Text segment:
○ ○ ○ ○ ○ ○ ○

25. FURTHER ASSURANCES. Assignor, Lesco and Assignee shall,
and without charge to the other, take such additional actions and execute,
deliver and file such additional instruments as may be necessary or appropriate
to give effect to the transactions contemplated hereby. Assignor and Lesco agree
to take such additional actions as are required to deliver exclusive possession
of the Demised Premises to Assignee on the Delivery Date and to transfer the
utilities to Assignee. Notwithstanding any provision in this Assignment or the
Lease to the contrary, Assignee shall have no liability to Assignor or Lesco if
Landlord refuses to release Assignor and Lesco of liability under the Lease
pursuant to Article XVII of the Lease as is herein amended per Section 13 of
this Assignment and Assumption Agreement.
26. ENTIRE AGREEMENT/AMENDMENTS. This Assignment: (a) contains
all the terms agreed upon by the parties with respect to the subject matter
hereof; (b) may be amended or modified only by a written instrument signed by
the parties against whom enforcement of any waiver, change, modification,
extension or discharge is sought; and (c) is not intended to confer any rights
or remedies upon any individual or organization other than the parties hereto.
27. ASSIGNMENT. No party may assign its rights or obligations
under this Assignment; provided, however, Assignee may further assign the Lease
or sublet the Demised Premises in accordance with the terms and conditions of
the Lease, but only if Lesco and Assignor have been released from all liability
under the Lease or have consented to the assignment/sublease.

○ ○ ○ ○ ○ ○ ○

Data provided:
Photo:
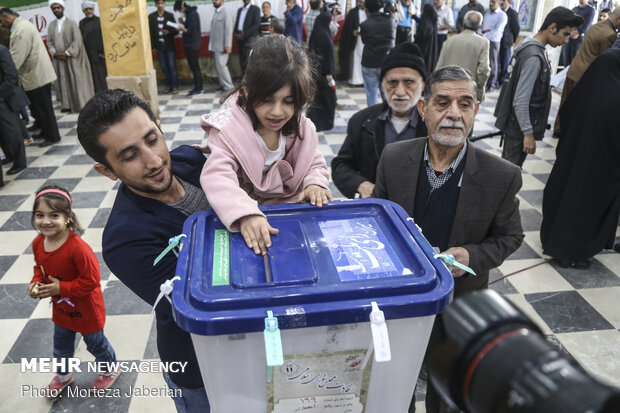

○ ○ ○ ○ ○ ○ ○

Brief A:
Using the lease assignment text, decide whether each statement agrees with it. Answer yes or no for each, and quote the exact words that settle it.
(i) Assignee is liable to Assignor and Lesco if Landlord refuses to release them from liability under the Lease.
(ii) The Assignment can be amended only by a written instrument signed by the parties against whom enforcement is sought.
(iii) Assignee may sublet the Demised Premises with no further conditions.
Brief B: From the lease assignment text, extract everything from "27. ASSIGNMENT. No" down to "to the assignment/sublease.", word for word.
The material above is separate from the lease assignment text.

Exercise output A:
(i) No: "Assignee shall have no liability to Assignor or Lesco if Landlord refuses to release Assignor and Lesco of liability under the Lease"
(ii) Yes: "may be amended or modified only by a written instrument signed by the parties against whom enforcement of any waiver, change, modification, extension or discharge is sought"
(iii) No: "but only if Lesco and Assignor have been released from all liability under the Lease or have consented to the assignment/sublease"

Exercise output B:
27. ASSIGNMENT. No party may assign its rights or obligations
under this Assignment; provided, however, Assignee may further assign the Lease
or sublet the Demised Premises in accordance with the terms and conditions of
the Lease, but only if Lesco and Assignor have been released from all liability
under the Lease or have consented to the assignment/sublease.